*** DATA FOR PROCESSING ***

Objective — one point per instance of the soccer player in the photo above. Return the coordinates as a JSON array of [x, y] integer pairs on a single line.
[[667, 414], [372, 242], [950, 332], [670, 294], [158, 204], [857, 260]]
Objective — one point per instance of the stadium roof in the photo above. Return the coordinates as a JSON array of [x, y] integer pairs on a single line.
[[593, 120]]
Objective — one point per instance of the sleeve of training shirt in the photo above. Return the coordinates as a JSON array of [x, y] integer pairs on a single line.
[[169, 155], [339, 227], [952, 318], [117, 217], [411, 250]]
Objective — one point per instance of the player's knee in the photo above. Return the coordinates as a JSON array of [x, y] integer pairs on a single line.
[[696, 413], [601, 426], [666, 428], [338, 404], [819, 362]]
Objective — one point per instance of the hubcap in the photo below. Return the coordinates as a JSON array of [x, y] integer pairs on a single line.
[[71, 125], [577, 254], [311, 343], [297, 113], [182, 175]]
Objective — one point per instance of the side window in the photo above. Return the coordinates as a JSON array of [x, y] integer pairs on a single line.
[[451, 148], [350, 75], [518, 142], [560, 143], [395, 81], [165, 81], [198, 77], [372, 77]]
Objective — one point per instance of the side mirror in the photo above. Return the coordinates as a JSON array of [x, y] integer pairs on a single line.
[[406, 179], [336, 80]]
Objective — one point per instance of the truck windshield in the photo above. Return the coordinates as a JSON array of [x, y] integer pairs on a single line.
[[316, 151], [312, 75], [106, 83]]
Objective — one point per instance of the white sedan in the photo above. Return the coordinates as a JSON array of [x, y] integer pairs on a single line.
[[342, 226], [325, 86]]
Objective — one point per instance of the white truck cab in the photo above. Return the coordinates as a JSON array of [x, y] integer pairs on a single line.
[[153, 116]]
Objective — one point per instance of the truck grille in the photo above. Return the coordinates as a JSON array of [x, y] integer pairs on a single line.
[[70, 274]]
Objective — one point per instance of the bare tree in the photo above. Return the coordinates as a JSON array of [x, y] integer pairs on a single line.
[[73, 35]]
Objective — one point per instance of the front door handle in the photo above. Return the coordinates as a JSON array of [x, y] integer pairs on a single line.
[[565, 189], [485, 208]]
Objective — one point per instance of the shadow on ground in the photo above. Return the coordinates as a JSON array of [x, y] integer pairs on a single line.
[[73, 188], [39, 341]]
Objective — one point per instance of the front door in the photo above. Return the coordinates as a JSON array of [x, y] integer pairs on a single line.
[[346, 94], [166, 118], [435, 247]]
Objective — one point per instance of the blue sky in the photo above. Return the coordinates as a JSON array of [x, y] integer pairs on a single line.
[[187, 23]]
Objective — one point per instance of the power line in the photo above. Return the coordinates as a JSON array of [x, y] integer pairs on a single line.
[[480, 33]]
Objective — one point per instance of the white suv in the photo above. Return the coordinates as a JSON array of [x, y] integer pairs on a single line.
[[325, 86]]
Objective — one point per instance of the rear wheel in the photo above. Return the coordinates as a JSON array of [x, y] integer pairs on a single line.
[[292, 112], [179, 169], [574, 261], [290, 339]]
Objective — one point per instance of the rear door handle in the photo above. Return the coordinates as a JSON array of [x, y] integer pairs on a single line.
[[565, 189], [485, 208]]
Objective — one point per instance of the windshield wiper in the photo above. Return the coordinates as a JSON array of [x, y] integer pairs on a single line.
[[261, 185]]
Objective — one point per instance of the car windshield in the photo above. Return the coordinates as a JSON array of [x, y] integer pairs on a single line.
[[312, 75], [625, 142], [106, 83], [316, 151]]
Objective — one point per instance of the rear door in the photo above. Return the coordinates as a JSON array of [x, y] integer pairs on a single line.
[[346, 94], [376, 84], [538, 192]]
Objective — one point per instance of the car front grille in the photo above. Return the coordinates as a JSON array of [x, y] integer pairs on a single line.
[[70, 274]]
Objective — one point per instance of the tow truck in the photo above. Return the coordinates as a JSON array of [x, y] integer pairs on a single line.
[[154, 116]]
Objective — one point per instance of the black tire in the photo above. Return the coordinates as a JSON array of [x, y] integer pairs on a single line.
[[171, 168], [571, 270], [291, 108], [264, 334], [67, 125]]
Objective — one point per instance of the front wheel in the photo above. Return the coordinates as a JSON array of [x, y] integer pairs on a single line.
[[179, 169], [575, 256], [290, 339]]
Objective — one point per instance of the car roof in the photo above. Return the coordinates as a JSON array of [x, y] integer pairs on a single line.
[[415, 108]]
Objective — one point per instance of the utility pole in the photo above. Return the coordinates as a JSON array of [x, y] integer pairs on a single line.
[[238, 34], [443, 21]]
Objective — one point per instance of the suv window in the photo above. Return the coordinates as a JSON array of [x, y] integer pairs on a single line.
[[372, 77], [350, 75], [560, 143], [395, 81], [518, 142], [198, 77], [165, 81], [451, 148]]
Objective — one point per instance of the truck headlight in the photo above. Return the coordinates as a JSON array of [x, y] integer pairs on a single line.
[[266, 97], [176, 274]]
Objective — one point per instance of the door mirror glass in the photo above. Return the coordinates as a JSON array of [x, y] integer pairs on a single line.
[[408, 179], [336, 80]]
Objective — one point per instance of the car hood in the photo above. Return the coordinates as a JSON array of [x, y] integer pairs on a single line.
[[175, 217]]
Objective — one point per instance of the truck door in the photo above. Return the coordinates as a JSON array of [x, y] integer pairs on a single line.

***

• OBJECTIVE: Rewrite all of the records above, swapping every "Objective" for "Goal" and leaving everything else unchanged.

• THE OUTPUT:
Goal — one point per instance of the soccer player in the photo above. Return the coordinates as a JSON array of [x, y] integer pairs on a single line.
[[667, 414], [372, 242], [950, 332], [670, 294], [158, 204], [857, 260]]
Goal — one point per instance of the stadium roof in the photo above. Return the coordinates as a JSON array of [x, y] integer pairs on a single line.
[[593, 120]]
Goal — one point per instance of the sleeve of training shirt in the photo above. Return the coordinates as a JSON array of [x, y] integer pairs on a single line.
[[169, 155], [339, 227], [952, 318], [117, 217], [411, 250]]
Goal — one point per instance of the player's knee in the photo above. Return the coordinates as a JSON array of [x, y] integer pairs on a single line.
[[696, 413], [601, 426], [666, 428], [338, 404], [819, 362]]
Goal — one point per instance of the hubcap in the photo below. Return the coordinates as a JSON array of [x, y] integer pairs on a single line.
[[71, 125], [577, 254], [311, 343], [297, 113], [182, 175]]
Goal — one point per instance of the side window in the photo above. Return the coordinates as a JSON array of [x, y] integer pairs on a single line.
[[451, 148], [350, 75], [518, 142], [560, 143], [395, 81], [165, 81], [198, 77], [372, 77]]
Goal — one point per instance of the side mirror in the photo above. Return the coordinates as a JSON array of [x, y] integer pairs on a single line.
[[406, 179], [336, 80]]
Goal — one point per instance of the truck windshield in the photo above. Return the coordinates as a JSON array of [x, y] integer pairs on a single line.
[[316, 151], [312, 75], [106, 83]]
Goal — one point per instance of the white sedan in the photo above. Return the coordinates as a JSON array of [x, y] integer pairs on a single line.
[[342, 226], [325, 86]]
Goal — one point per instance of the white truck cab in the photo above. Return the coordinates as a JSON array of [x, y] integer pairs on a single line.
[[153, 116]]
Goal — one point per instance of the truck grille in the photo above. Return the coordinates as a JSON array of [x, y] integer pairs on a single line.
[[70, 274]]
Goal — one point per instance of the bare tree in the photo above. Return the coordinates as a JSON array of [x, y] integer pairs on a single line.
[[73, 35]]
Goal — one point per instance of the front door handle in the photo above. Return the coordinates as a JSON array of [x, y] integer pairs on a single line.
[[565, 189], [485, 208]]
Goal — one point per instance of the shadow on ground in the photo above. Return the coordinates as a JSON array of [x, y] integer pairs on a single line.
[[73, 188], [39, 341]]
Goal — one point per instance of the front door in the photo above. Return the coordinates as a JSON array of [x, y] integer pairs on a single line.
[[346, 94], [166, 118], [435, 247]]
Goal — one point per instance of the blue sky in the photo above. Return the coordinates as a JSON array of [x, y] integer pairs on a single line.
[[187, 23]]
Goal — one point per instance of the power line in the photo above. Return the coordinates as a JSON array of [x, y] integer pairs on a single line.
[[480, 33]]
Goal — one point per instance of the white suv in the photo above. Return the coordinates as a JSON array of [x, y] integer pairs on a single line.
[[325, 86]]
Goal — one point per instance of the rear wheel in the photo above. Return the coordinates as a JSON array of [x, y] integer pairs on a single line.
[[292, 112], [179, 169], [574, 261], [290, 339]]
Goal — one point per instance of the rear door handle in the photo above. Return the coordinates as a JSON array of [x, y] integer pairs on a single line.
[[565, 189], [485, 208]]
Goal — one point per instance of the windshield wiper in the photo above. Return the coordinates as a JSON array of [x, y] integer pairs on a single line.
[[261, 185]]
Goal — one point per instance of the car windshield in the photo above. Return the coordinates as a JSON array of [x, y] integer pairs on a single line.
[[312, 75], [625, 142], [106, 83], [316, 151]]
Goal — one point per instance of the rear door in the photo above. Return the coordinates as a JSON array of [x, y] integer pairs on a single line.
[[346, 94], [376, 84], [538, 192]]
Goal — one point per instance of the car front grille in the photo above. Return the coordinates as a JSON array of [x, y] integer pairs on a single line.
[[70, 274]]
Goal — one point per instance of the tow truck in the photo above. Return the coordinates as a JSON array of [x, y] integer pairs on a single line.
[[154, 116]]
Goal — one point per instance of the black tire in the photo above. Return the coordinates as a JSON array of [x, y] integer pairs on a single line.
[[171, 168], [571, 270], [291, 108], [264, 334], [67, 125]]
Goal — one point per instance of the front wheel in the photo above. Return the coordinates as a JSON array of [x, y] integer pairs on a single line.
[[179, 169], [575, 256], [290, 339]]
Goal — one point per instance of the car roof in the photo above. Return the coordinates as a JSON array of [x, y] integer pairs on a single line.
[[415, 108]]
Goal — one point per instance of the utility pole in the photo above. Return the coordinates as a JSON array of [x, y] integer pairs on a single line.
[[238, 34], [443, 21]]
Goal — one point per instance of the suv window in the photo above. Return the coordinates as a JSON array of [x, y] integer pairs on a single line.
[[372, 77], [350, 75], [560, 143], [395, 81], [518, 142], [198, 77], [165, 81], [451, 148]]
Goal — one point per instance of the truck headlight in the photo above. Return the coordinates as a JSON array of [x, y] integer pairs on a single line.
[[266, 97], [176, 274]]
Goal — one point per instance of the door mirror glass in the photo above. Return the coordinates as a JSON array of [x, y] integer pairs on a single line.
[[408, 179], [336, 80]]
Goal — one point per instance of the car hood in the photo above. Return the coordinates as a JSON array of [x, y] integer pairs on a single line.
[[175, 217]]
Goal — one point per instance of the truck door in the photo above. Return the coordinates as a JSON array of [x, y] integer pairs on a single line.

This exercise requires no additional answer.